Something similar happened to me with bad pad 2 of R7704; you can solder tiny wire directly (instead of 33 ohm resistor).
 

JohnB8812

New member
Sounds like an SMC_LID issue to me...tried known good DC-in board and flex? How do the pins on the trackpad connector and J9500 look? Any chance of corrosion near SMC?
 
The Hell has ended. It was a compound problem. Bad board & bad DC-IN. The board had a bad backlight. I tested it on the bench with a test monitor and my DC-IN. it was bad. Not sure what fixed it. U7701, or the VIA. When I put it in the machine the DC-IN was bad on top of it so I was chasing my tail around. Originally I had tested with my test DC-IN and the back light didn't work. When It worked on the bench it failed in the unit. When I threw in my test board it worked but I didn't hook up the ribbon. I never put two and two together and was chasing my tail round and round. It wasn't until I gave up on the machine and swapped the board, changed it's SN and then discovered it was doing the same thing that I realized I was making assumptions about the DC-IN.

What made this so hard to figure out was how intermittent the DC-IN failure was on top of it all! Because it worked on the bench I was not surprised because it was very intermittent. I never once thought the DC-IN. I couldn't get it to fail long enough to measure!

I sure feel stupid!

Thanks John and 2informaticos for the guidance.

○ ○ ○

▶ Given exercise 1: Copy out the records from the line with "Target: tiled roof" through the end of the records, keeping every line unchanged.
The repair post and the records come from unrelated sources.

▶ Dataset records:
○ ○ ○

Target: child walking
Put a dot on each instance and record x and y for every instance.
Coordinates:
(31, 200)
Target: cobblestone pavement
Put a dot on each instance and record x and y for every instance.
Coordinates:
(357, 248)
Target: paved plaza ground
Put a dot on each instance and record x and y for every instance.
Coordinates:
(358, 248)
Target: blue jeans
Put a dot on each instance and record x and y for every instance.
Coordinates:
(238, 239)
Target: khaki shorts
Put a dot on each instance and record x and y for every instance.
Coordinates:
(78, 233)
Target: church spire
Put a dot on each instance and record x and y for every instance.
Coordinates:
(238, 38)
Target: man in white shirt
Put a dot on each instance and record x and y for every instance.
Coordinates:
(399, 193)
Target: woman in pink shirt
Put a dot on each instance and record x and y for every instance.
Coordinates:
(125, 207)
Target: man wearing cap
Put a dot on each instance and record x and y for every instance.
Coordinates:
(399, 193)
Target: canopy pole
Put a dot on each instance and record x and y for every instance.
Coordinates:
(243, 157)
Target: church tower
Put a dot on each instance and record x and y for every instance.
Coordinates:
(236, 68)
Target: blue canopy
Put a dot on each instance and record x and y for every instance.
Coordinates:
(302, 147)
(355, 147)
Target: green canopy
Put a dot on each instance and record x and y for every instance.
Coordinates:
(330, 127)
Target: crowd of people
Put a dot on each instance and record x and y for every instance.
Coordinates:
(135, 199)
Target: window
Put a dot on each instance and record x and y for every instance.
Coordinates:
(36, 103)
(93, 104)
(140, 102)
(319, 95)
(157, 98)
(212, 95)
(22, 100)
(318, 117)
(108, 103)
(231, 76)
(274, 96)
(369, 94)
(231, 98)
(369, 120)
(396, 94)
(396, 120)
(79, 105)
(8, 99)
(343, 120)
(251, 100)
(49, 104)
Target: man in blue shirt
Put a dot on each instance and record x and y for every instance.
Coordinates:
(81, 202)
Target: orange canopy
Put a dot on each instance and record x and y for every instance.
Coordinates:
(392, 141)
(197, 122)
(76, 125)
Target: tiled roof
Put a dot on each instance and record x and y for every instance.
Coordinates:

○ ○ ○

▶ Given exercise 2: According to the repair post, which two faulty parts together caused the problem?

▶ Output 1:
Target: tiled roof
Put a dot on each instance and record x and y for every instance.
Coordinates:

▶ Output 2: A bad board and a bad DC-IN.